[Start of section]
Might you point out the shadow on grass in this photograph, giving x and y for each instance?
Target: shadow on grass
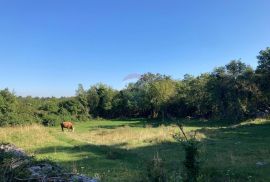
(145, 122)
(232, 148)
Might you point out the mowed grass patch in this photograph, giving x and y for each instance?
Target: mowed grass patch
(119, 150)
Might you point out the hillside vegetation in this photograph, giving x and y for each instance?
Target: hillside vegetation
(233, 92)
(120, 150)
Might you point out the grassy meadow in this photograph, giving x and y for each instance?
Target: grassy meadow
(115, 150)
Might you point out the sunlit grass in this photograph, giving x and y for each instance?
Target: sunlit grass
(88, 150)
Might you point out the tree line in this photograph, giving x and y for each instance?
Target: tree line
(233, 92)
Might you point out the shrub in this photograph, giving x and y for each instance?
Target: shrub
(191, 162)
(155, 170)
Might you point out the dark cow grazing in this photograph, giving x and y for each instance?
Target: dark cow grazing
(68, 125)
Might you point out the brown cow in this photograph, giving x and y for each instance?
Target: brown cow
(68, 125)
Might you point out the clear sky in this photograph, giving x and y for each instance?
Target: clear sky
(48, 47)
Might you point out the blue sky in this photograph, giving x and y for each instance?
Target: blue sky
(48, 47)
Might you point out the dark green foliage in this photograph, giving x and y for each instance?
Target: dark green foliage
(191, 162)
[End of section]
_Task_
Each line above should be written out again unchanged; no images are to be carried over.

_Task result_
Might you point out the shadow on grass in this photograph, giving x and y for each instance?
Target: shadow on grass
(145, 122)
(232, 148)
Might you point out the mowed grass patch in this photograph, giving x and y for each instance?
Target: mowed grass patch
(119, 150)
Might you point out the hillside vegetation in this photograph, giving x and y for each instance?
Target: hillside vegetation
(233, 92)
(120, 150)
Might you point out the grassy meadow in this photograph, giving x and y for each instance?
Target: grassy meadow
(115, 150)
Might you point out the sunlit grass in this photograph, giving x and y for each instance?
Target: sunlit grass
(88, 150)
Might you point out the tree line in this photograph, giving x and y for each instance?
Target: tree line
(233, 92)
Might you point out the shrub in this photograph, giving x and y for each instance?
Target: shrub
(191, 162)
(155, 170)
Might you point out the dark cow grazing in this photograph, giving x and y for each instance?
Target: dark cow grazing
(68, 125)
Might you point out the brown cow in this photograph, giving x and y for each instance?
Target: brown cow
(68, 125)
Might you point out the clear sky in this photograph, giving x and y for each instance?
Target: clear sky
(48, 47)
Might you point out the blue sky in this photograph, giving x and y for each instance?
Target: blue sky
(48, 47)
Might you point out the dark green foliage in this photograph, giving x and y for each instance?
Target: dark green foliage
(191, 162)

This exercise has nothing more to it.